» **Objective**:
Reproduce the entire listing word for word.
-- START OF Input --
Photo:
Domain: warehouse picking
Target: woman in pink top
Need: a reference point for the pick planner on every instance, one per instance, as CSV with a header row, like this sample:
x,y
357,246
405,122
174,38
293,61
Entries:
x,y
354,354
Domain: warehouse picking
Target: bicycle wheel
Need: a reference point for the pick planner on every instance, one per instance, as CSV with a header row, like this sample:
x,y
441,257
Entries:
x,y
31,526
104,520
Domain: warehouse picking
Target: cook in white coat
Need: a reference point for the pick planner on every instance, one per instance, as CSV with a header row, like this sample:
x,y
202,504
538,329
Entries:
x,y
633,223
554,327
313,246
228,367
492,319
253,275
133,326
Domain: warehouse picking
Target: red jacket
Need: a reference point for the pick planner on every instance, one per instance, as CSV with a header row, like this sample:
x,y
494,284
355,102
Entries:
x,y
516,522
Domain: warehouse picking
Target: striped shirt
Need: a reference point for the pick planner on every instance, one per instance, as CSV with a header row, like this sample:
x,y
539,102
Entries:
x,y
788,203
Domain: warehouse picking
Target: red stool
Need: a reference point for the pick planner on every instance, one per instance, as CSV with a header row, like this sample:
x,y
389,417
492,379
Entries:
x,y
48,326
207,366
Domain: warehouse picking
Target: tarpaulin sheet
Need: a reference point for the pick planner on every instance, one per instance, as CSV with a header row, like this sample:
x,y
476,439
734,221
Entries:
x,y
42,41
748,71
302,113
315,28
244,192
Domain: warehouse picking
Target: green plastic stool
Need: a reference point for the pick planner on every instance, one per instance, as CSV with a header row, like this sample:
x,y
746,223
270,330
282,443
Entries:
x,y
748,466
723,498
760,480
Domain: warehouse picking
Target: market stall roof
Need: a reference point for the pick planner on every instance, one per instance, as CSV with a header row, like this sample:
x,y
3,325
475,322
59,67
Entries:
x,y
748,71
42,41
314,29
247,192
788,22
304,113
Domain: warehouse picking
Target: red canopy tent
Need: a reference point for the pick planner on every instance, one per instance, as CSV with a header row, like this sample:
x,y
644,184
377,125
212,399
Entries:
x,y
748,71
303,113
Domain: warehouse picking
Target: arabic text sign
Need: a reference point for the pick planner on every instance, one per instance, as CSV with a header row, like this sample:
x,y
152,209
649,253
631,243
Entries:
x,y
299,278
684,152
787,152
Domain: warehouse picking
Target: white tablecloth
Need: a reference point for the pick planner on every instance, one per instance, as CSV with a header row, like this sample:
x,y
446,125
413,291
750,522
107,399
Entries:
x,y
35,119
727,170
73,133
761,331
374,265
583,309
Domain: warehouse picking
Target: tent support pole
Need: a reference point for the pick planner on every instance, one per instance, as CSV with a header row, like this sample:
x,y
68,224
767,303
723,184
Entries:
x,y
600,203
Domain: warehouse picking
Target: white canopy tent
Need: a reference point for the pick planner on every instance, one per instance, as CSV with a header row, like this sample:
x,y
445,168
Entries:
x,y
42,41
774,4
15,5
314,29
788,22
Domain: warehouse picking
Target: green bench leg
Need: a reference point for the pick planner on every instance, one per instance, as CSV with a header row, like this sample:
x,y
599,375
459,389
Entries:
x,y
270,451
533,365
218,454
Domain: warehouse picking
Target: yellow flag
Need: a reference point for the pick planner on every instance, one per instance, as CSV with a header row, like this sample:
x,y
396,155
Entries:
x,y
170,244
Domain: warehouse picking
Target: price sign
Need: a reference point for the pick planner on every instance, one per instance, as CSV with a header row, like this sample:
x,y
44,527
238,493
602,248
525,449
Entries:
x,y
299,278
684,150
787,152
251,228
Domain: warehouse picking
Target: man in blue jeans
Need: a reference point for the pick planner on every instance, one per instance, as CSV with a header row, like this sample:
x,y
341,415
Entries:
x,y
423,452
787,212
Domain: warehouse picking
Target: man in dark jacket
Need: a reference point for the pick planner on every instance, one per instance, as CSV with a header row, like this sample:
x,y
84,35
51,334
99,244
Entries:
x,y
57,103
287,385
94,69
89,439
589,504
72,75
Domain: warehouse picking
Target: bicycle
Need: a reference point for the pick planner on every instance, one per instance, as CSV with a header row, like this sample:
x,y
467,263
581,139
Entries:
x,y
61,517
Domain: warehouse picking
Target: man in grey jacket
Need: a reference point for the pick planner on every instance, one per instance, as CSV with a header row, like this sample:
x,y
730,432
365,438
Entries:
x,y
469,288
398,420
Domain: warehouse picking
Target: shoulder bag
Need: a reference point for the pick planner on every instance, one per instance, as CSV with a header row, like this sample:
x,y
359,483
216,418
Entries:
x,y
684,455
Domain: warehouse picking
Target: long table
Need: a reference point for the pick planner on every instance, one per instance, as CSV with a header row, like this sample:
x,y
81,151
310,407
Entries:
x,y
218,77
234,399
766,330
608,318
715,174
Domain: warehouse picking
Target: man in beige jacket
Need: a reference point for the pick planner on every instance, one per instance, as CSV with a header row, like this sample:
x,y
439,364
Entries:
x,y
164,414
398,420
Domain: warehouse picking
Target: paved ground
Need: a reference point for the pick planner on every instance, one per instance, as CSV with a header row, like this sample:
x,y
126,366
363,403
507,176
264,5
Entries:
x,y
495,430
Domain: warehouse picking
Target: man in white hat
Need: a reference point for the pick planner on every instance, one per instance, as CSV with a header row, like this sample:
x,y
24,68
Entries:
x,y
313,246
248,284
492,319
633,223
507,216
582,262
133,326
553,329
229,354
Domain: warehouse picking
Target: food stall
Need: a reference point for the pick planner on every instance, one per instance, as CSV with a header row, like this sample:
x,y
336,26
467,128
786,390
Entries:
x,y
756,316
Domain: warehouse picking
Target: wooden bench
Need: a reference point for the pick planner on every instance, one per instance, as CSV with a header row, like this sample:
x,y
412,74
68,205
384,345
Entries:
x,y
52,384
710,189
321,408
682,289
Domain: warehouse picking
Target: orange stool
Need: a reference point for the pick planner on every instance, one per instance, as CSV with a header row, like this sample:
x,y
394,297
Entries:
-- END OF Input --
» **The reply**:
Photo:
Domain: warehouse picking
Target: woman in pink top
Need: a reference point for the pick planner on every instance, one per instance, as CSV with a header row, like this sample:
x,y
357,246
405,122
174,38
293,61
Entries:
x,y
354,354
Domain: warehouse picking
Target: bicycle wheel
Need: a reference point for the pick planner on every instance, one per instance, as CSV with a header row, like this sample:
x,y
441,257
Entries:
x,y
31,526
104,520
Domain: warehouse picking
Target: cook in white coat
Need: a reference point for the pick planner on every instance, one per instance, as CSV with a header row, like this sample:
x,y
202,504
538,329
Entries:
x,y
633,223
554,327
313,246
228,367
492,319
253,275
133,326
Domain: warehouse picking
Target: red jacket
Need: a reference point for the pick planner on every instance, one per instance, as CSV with a header row, like this sample:
x,y
494,284
355,102
Entries:
x,y
516,522
Domain: warehouse picking
Target: striped shirt
Need: a reference point for the pick planner on every instance, one per instance, as CSV with a header row, like this sample:
x,y
539,102
Entries:
x,y
788,203
Domain: warehouse picking
Target: red stool
Need: a reference point for the pick planner on every instance, one per instance, as CSV with a header row, like this sample:
x,y
389,417
492,379
Entries:
x,y
48,326
207,366
Domain: warehouse picking
Target: tarpaulin sheet
Need: a reference point for the pick planner on every instance, one per instance, as CSV with a header row, like this sample:
x,y
476,439
734,221
Entries:
x,y
42,41
748,71
302,113
315,28
244,192
Domain: warehouse picking
Target: green plastic stool
Need: a reference point for the pick planner on every instance, one per instance, as CSV with a header row, like this sample:
x,y
746,223
270,330
282,443
Entries:
x,y
748,466
723,498
760,480
Domain: warehouse picking
Target: market stall roof
Need: a reference point for the pick planner on every instance, one per instance, as CSV with a header row, like this sample:
x,y
3,325
475,322
59,67
Entries:
x,y
748,71
42,41
314,29
247,192
788,22
304,113
Domain: warehouse picking
Target: red canopy tent
Need: a reference point for the pick planner on every instance, one per instance, as CSV with a header row, like this sample:
x,y
644,184
377,125
212,399
Entries:
x,y
748,71
303,113
Domain: warehouse picking
Target: arabic text sign
Need: a reference point for the pick planner on every instance, one per instance, as CSV with a header row, like this sample:
x,y
152,209
649,253
631,243
Entries:
x,y
299,278
684,152
787,152
Domain: warehouse picking
Target: white tablecloth
Need: a reference point for the pick planner on every instance, one per instance, as CSV with a header row, like this sample:
x,y
446,125
413,291
750,522
107,399
Entries:
x,y
35,119
727,170
73,133
761,331
374,265
583,309
Domain: warehouse picking
Target: tent support pole
Need: a reference point for the pick planner on every instance, one per instance, as CSV with a header row, like this sample:
x,y
68,224
767,303
723,184
Entries:
x,y
600,203
Domain: warehouse picking
Target: white canopy tent
Need: a reference point for the pick planner on every instance, one per instance, as CSV with a header row, like this sample:
x,y
445,168
Entries:
x,y
42,41
774,4
15,5
314,29
788,22
Domain: warehouse picking
Target: green bench leg
Need: a reference point for the pick planner on every instance, one per instance, as CSV with a header row, like this sample:
x,y
599,375
459,389
Entries:
x,y
270,451
533,365
218,454
Domain: warehouse picking
Target: yellow flag
Need: a reference point for the pick planner on every instance, one per instance, as CSV with a header row, like this sample:
x,y
396,155
Entries:
x,y
170,244
Domain: warehouse picking
Target: price sign
Need: a reference point for the pick planner on every instance, one per instance, as CSV with a header row, like this sample:
x,y
44,527
238,493
602,248
525,449
Entries:
x,y
299,278
684,150
787,152
251,228
Domain: warehouse picking
Target: man in blue jeans
Need: a reference point for the pick planner on every instance, one per instance, as CSV with a header row, like this sample:
x,y
341,415
Entries:
x,y
423,452
787,212
Domain: warehouse picking
Target: man in dark jacket
Need: a reference point for the pick planner on every instance, one per instance, as CSV with a header row, like this sample:
x,y
84,35
51,334
99,244
Entries:
x,y
57,103
287,385
94,69
89,439
589,504
72,75
Domain: warehouse picking
Target: bicycle
Need: a reference point for the pick planner on every instance, one per instance, as CSV with a header row, like this sample:
x,y
467,263
581,139
Entries:
x,y
61,517
Domain: warehouse picking
Target: man in grey jacket
Need: a reference point for the pick planner on every instance, one per instance, as CSV with a header row, like this sample:
x,y
730,432
365,438
Entries:
x,y
469,288
398,420
Domain: warehouse picking
Target: shoulder bag
Need: a reference point for the pick planner on every instance, one per instance, as CSV with a header row, like this sample:
x,y
359,483
216,418
Entries:
x,y
684,455
Domain: warehouse picking
Target: long table
Need: a reference point for the pick planner on every instance, one per instance, as CSV with a header row, like this sample:
x,y
81,151
310,407
Entries:
x,y
218,77
234,399
766,330
608,318
715,174
Domain: warehouse picking
Target: man in beige jacket
Need: a reference point for the pick planner on every instance, one per instance, as CSV with a header row, like this sample:
x,y
439,364
Entries:
x,y
164,414
398,420
Domain: warehouse picking
Target: paved ground
Need: a reference point for the pick planner on every instance, one per instance, as CSV with a header row, like this sample:
x,y
126,366
363,403
507,176
264,5
Entries:
x,y
495,430
Domain: warehouse picking
Target: man in white hat
Need: a reference point for the pick planner on every instance, one per instance, as CSV with a header row, like this sample:
x,y
24,68
Entries:
x,y
313,246
248,284
492,319
633,223
507,216
582,262
133,326
553,329
229,354
Domain: warehouse picking
Target: food stall
Need: a reference point for the pick planner on every instance, one per instance, as CSV with a header row, like this sample:
x,y
336,26
467,128
786,390
Entries:
x,y
756,316
Domain: warehouse picking
Target: wooden bench
Need: a reference point for the pick planner on every instance, one per instance, as CSV with a header row, like this sample:
x,y
412,74
68,205
384,345
Entries:
x,y
52,384
710,189
321,408
682,289
Domain: warehouse picking
Target: orange stool
Need: a reference point for the pick planner on every instance, one per instance, as CSV with a header row, like this sample:
x,y
394,297
Entries:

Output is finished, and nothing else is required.